Description of the task:
Update the records from the line that contains "of the person" through the end of the records, replacing "dust mask" with "face mask" and leaving everything else as it is, then give those lines again.

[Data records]
----------------------------------------

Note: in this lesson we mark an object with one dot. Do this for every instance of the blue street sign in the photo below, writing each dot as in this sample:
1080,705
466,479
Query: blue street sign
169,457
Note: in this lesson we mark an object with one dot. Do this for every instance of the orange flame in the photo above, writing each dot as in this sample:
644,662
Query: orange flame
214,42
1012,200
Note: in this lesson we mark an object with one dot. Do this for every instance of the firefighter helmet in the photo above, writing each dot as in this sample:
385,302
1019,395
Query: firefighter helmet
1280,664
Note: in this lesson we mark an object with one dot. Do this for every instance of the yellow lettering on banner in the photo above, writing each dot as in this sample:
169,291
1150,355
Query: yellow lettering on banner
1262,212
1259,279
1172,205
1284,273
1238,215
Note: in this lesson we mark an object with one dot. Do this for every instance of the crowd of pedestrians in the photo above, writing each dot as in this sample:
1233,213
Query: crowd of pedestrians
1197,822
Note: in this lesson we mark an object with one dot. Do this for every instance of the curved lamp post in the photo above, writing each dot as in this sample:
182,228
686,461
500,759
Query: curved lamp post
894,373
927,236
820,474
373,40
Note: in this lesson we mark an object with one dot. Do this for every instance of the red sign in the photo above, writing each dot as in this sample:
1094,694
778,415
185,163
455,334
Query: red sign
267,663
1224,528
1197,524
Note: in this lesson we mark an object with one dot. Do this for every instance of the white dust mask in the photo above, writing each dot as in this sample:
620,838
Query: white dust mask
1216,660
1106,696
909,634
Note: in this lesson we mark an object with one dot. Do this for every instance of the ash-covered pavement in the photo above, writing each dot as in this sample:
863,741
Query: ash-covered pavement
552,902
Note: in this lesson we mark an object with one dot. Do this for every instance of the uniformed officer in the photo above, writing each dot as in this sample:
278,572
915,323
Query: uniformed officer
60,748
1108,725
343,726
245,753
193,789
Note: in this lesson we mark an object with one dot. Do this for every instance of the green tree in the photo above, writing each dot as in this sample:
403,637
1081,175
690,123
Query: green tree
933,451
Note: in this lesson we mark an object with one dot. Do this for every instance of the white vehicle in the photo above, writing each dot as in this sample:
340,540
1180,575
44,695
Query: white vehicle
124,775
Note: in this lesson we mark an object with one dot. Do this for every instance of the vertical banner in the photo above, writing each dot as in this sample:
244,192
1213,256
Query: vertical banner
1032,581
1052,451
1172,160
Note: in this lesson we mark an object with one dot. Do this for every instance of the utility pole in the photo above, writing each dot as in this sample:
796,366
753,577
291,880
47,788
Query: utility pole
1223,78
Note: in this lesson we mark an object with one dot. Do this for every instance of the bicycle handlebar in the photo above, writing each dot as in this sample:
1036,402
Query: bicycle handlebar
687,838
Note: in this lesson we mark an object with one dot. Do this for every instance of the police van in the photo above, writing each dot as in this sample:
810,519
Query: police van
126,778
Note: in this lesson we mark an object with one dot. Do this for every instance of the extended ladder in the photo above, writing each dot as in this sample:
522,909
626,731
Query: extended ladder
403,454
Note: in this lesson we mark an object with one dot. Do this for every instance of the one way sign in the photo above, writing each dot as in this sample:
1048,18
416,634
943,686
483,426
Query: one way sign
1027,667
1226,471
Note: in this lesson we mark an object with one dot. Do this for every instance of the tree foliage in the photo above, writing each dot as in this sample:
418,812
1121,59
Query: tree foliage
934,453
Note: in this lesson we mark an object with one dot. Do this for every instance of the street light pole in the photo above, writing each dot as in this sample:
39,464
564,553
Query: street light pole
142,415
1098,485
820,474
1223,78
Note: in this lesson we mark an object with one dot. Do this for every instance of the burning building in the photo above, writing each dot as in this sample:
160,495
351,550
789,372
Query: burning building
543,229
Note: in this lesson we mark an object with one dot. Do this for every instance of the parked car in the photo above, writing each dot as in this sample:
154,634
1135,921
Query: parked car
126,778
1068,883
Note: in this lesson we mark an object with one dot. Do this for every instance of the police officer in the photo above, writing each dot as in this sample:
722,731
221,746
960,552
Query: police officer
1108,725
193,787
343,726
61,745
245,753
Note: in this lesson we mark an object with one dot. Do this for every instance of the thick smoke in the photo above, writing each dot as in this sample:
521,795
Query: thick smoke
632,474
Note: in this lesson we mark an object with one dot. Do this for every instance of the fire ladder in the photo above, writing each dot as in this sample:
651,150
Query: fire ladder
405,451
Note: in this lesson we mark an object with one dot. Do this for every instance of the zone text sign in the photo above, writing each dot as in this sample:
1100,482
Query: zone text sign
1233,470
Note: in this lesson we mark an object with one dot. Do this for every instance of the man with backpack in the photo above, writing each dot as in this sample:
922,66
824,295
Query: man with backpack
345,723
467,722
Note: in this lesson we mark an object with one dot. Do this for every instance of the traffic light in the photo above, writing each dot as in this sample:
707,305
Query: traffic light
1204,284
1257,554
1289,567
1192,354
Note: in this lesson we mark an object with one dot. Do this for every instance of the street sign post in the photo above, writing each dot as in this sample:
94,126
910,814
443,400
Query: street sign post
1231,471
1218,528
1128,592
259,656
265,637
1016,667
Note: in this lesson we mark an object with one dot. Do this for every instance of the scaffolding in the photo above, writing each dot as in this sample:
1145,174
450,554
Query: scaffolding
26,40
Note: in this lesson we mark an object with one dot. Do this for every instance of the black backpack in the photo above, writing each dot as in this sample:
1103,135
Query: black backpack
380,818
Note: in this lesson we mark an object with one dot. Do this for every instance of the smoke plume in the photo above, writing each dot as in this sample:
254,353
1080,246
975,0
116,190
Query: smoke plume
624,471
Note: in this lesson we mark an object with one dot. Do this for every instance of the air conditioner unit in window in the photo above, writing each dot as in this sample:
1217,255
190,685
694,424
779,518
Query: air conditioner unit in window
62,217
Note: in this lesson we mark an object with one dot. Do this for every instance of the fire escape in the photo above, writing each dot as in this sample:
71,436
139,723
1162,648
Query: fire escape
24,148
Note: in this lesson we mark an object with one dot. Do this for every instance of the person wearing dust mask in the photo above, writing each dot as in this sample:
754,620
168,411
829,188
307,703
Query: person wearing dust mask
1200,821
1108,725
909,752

----------------------------------------

The output:
Note: in this lesson we mark an object with one dot. Do this for every instance of the person wearing face mask in the photo above, writing each dot as in this sample:
754,620
168,411
829,188
307,703
Query: person wearing face mask
1200,821
1108,725
909,752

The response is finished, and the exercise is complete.